Entries provided:
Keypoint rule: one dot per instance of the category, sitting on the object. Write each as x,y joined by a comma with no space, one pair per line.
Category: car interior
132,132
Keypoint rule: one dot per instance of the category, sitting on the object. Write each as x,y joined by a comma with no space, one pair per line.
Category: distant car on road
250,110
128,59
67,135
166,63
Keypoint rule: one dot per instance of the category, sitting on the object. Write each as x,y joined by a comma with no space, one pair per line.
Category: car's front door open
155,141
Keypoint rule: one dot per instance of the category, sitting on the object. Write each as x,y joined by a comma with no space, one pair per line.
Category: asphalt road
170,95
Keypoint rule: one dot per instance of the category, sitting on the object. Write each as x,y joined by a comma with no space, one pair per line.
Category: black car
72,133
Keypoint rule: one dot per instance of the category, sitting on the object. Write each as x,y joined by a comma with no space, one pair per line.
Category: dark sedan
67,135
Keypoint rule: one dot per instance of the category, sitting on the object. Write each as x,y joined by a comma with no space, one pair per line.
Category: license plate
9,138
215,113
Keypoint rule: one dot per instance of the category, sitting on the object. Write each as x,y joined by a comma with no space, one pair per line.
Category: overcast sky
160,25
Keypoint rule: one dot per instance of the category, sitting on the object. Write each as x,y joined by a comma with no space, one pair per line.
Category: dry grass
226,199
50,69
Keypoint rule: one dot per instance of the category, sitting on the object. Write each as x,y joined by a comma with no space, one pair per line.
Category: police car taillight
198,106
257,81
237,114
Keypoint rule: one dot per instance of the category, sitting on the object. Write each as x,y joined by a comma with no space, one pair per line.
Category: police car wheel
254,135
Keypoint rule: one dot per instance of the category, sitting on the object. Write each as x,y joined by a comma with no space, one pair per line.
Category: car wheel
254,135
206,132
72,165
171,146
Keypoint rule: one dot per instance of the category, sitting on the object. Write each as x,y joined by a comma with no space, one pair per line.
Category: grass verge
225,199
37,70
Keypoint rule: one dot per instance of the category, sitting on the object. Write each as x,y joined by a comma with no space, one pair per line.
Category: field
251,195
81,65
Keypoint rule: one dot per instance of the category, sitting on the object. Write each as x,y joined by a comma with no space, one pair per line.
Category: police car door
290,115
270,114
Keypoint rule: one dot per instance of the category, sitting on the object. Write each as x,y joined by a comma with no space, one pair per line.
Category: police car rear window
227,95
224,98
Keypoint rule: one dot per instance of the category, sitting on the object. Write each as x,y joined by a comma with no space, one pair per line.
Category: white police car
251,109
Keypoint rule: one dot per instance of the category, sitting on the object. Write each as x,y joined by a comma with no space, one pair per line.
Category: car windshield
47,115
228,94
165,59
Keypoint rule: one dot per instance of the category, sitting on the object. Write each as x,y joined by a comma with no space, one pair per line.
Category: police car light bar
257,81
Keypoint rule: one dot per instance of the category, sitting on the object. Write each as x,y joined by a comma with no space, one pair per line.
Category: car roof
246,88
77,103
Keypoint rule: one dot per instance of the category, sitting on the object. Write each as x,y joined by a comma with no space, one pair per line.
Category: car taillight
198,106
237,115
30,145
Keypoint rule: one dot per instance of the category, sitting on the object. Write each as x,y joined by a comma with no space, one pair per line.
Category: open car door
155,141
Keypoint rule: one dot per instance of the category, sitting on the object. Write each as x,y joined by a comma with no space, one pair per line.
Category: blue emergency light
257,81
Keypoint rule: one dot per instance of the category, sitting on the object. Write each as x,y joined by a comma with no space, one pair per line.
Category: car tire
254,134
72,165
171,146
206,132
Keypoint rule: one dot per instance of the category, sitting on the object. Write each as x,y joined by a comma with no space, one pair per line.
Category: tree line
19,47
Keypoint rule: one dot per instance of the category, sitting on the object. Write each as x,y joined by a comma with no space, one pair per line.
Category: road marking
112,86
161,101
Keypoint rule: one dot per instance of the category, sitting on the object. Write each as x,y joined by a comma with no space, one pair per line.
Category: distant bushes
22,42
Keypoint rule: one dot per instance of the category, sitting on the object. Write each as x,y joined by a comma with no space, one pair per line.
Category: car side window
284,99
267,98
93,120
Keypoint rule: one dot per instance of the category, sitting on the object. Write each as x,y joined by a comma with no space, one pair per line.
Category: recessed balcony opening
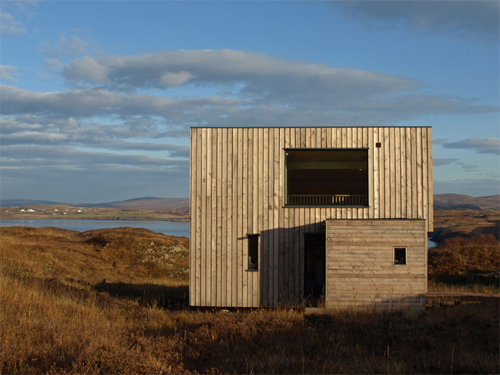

What you should do: Where a picture appears in the listing above, skip it and set down all the rest exactly.

Answer box:
Keypoint rule: one dot per instance of the category, sitting on the object. Write each as x,y joined by a comma with no space, one pair per line.
Category: car interior
132,132
Keypoint rule: one dot per instance of the category, sitting on the object. Write each as x,y joined by a comma with no space, one pair per line.
Category: distant car on road
250,110
128,59
67,135
166,63
Keypoint rule: one dot per instance of the category, sitting on the object. Write each as x,y joined by a comma with no space, one pair per line.
Category: car's front door open
155,141
Keypoint rule: one dot per instance of the category, sitting on the object. Write each as x,y joined by a comma with no space, one pair per line.
Category: asphalt road
170,95
Keypoint rule: one dot per instance of the category, sitting on the object. Write each as x,y joined by a comma with no space, one pair per line.
Category: black car
72,133
Keypoint rule: one dot per instance of the category, sitting on the object. Write each as x,y joined by a comma with no space, one pair per line.
Category: dark sedan
67,135
Keypoint rule: one dot per instance of the category, sitting on the object. Write each as x,y joined by a comma with no space, one pair per line.
Category: license plate
9,138
215,113
Keypoint rule: one dot per instance of the category, sitting on the object. Write each as x,y joined by a comma with no space, one pair per line.
Category: overcast sky
160,25
Keypoint rule: one dot per instance of the category, sitting on the object. Write each as x,y joined by a comma with no space, one pair per line.
Category: dry grass
226,199
50,69
Keypoint rule: one dot per instance of the category, sitting on the object. Write each as x,y joined by a comma with no space, one pair per line.
Category: police car taillight
198,106
257,81
237,114
Keypoint rule: one dot per instance of the category, sitting on the object. Write each as x,y joined by a comma with no space, one pair per line.
Category: police car wheel
254,135
Keypoint rule: one dot per instance of the category, sitting on the object. Write each as x,y joined by a comma with no space, one pair per line.
Category: car wheel
254,135
206,132
72,165
171,146
Keypoint rule: one dot per instance of the category, sitting on the object. Write each as x,y joined by a comma with no space, one pair per line.
Category: grass verge
225,199
37,70
Keypoint rule: one dot per instance of the category, sitting on the object. Write each as x,y joined by a comma with no space, one pair per line.
Category: field
251,195
81,65
Keypoint rule: one dot per instance of the category, sitting on the object. Write each as x,y joined by a comma with no space, one pair per line.
Category: police car door
290,115
270,114
Keypoint rule: one dot per instance of the category, sitting on the object. Write each as x,y joined by a comma with no space, one pair per line.
Category: police car rear window
227,95
224,98
Keypoint rule: one dot per instance of the category, sitting on the object. Write each as x,y joined by a comma with no space, one pair per line.
Category: white police car
251,109
Keypoint rule: one dot per instance of the category, sitting on the object. Write each as x,y joined by a comma with no space, one pair per line.
Category: car windshield
47,115
228,94
165,59
Keypoint rule: one dot per instance of the category, sitting on the object. Write each as x,y joined by a comma with no space, one pair per line.
Category: police car light bar
257,81
Keypoint rule: one dot per instance of the category, sitting on the object. Write each as x,y joined by a comma with no space, one pair per line.
Category: car roof
246,88
77,103
Keypoint rule: one dot per instance of the category, sitting on the object. Write each as x,y joined by a comma with no space, one pair per line.
Category: car taillight
198,106
237,115
30,145
Keypoint rule: one dot per instance of the category, sitting on the object. Write each as x,y joined by a comma with no space, one pair per line.
Category: open car door
155,141
Keypoint rule: one dot per instance of the category, sitting on the object. Write each as x,y joined by a comma with no space, one pair per line.
Category: blue emergency light
257,81
Keypoint rule: one dot per instance of the category, sitting on the object. Write each as x,y joined by a comma with no space, one pair per line.
Category: car tire
254,134
72,165
171,146
206,132
Keypoint rule: one dot per instance of the category, sitting on the object. Write each as x,y joined by a comma with no space, one pair per line.
Category: tree line
19,47
Keypoint rule: one dot per instance of the category, sitting on the object. Write each as x,y joined by a comma with no space, one pair per line.
Category: road marking
112,86
161,101
Keypoint rule: one dot per instance of the category, sitting on the object. Write each as x,y joined by a comma with no space, one pair per line.
Category: distant bushes
22,42
Keypoint rule: one dot per instance of the category, sitting on the object. Write each as x,y joined by a comma with no space, one pair per line.
Category: car side window
284,99
267,98
93,120
Keypoint rule: one dot per instance of the category, sitting on the object. Write each as x,y joined by a comma with no space, one pair per line.
Category: recessed balcony opening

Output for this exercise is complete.